But Indochino is focused on more than just outfitting the draftees for their call up. “We like to continue relationships,” Green said. “We continued with Jordan [Poole], who has been a fan of the brand even before the [NBA] finals run. We really liked Jordan coming out of Michigan. He wasn’t a top lottery pick and we thought he would have a fabulous career ahead.”

He continued, “This year’s draftees did an amazing job again. They outdo themselves every year. We’ve been involved every year and couldn’t be happier with the roster of players for their biggest night of their careers to date.”

Neiman Marcus is building relationships as well. Last year, Neiman’s dressed players Cade Cunningham of the Detroit Pistons, Sacramento Kings’ Davion Mitchell, Atlanta Hawks’ Sharife Cooper and Oklahoma City Thunder’s Tre Mann for the 2021 NBA Draft in brands such as Balenciaga, Versace, Alexander McQueen, Amiri and Christian Louboutin. Russ Patrick, senior vice president and general merchandise manager of men’s at the Neiman Marcus Group, said the retailer dressed the likes of Seth Curry and Keanu Neal prior to dressing the draftees.

This year, Neiman Marcus Beverly Hills style adviser Ramon Tioseco is dressing Holmgren Griffin and Banchero for the event.

- Dataset records:
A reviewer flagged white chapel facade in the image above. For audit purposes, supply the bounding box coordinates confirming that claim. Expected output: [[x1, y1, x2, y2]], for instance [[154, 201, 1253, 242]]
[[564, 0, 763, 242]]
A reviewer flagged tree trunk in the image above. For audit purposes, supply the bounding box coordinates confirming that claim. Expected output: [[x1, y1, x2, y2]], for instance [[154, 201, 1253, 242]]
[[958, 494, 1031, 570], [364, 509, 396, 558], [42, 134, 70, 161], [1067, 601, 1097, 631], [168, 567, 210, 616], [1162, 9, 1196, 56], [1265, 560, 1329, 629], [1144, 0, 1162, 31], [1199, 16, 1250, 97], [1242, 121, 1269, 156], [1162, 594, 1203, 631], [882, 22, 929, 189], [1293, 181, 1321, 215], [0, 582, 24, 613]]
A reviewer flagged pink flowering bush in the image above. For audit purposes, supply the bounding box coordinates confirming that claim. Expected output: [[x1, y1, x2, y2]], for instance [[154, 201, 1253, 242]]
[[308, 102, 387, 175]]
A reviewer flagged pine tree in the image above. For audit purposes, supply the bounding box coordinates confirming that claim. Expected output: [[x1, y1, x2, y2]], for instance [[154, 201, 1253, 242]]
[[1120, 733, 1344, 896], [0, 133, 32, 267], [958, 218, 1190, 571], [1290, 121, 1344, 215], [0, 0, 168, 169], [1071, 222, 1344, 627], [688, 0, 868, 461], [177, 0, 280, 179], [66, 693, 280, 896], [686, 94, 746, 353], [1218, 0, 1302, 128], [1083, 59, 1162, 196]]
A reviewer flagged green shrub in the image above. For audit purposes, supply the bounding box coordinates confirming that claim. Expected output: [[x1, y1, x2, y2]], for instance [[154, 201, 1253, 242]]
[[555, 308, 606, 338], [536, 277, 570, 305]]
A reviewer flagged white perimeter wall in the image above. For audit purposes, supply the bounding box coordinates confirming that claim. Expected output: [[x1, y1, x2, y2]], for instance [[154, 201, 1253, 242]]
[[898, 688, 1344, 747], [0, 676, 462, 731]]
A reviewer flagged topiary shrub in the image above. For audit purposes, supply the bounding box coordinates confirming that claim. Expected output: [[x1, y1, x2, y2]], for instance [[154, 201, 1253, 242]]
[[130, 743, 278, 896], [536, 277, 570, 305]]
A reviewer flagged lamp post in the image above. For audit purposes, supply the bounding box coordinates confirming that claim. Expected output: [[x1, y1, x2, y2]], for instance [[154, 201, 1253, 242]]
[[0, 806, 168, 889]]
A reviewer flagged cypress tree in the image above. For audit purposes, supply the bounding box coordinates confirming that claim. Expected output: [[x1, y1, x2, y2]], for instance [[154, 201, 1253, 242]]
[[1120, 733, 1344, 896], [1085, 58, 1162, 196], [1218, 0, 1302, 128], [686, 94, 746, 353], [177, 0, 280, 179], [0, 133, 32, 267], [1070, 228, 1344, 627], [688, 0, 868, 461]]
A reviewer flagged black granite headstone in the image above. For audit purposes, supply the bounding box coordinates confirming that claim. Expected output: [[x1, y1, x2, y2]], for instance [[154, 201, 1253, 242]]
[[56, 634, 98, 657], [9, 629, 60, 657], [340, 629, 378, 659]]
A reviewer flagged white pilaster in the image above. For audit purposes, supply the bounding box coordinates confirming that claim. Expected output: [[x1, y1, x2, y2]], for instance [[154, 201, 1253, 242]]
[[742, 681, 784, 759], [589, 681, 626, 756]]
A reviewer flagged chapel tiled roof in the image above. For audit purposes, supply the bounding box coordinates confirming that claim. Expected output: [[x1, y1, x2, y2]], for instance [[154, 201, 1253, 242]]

- Exercises to complete:
**A)** List the fashion brands that, according to the passage on NBA draft outfits, Neiman Marcus used to dress players for the 2021 NBA Draft.
**B)** Translate this sentence from the passage on NBA draft outfits into French: "Neiman Marcus is building relationships as well."

- Answers to the exercise:
**A)** Balenciaga, Versace, Alexander McQueen, Amiri, Christian Louboutin

**B)** Neiman Marcus tisse elle aussi des relations.